#### The task:
Although the entries contain pictures, only their words should be duplicated exactly.

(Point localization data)
------------------------------------
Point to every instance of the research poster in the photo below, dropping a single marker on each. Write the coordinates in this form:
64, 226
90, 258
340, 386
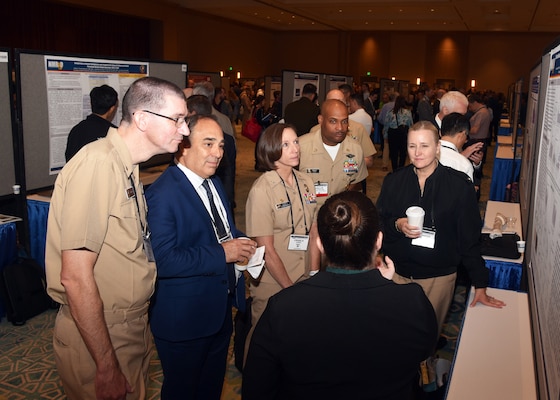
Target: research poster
69, 81
335, 82
545, 247
300, 80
------------------------------------
#### Solution to the problem:
Point to every instance of the research poster in the photo below, dropping a single marker on each. Write the coordinates in this form:
64, 226
90, 258
340, 386
Target: research poster
69, 81
335, 82
545, 247
300, 80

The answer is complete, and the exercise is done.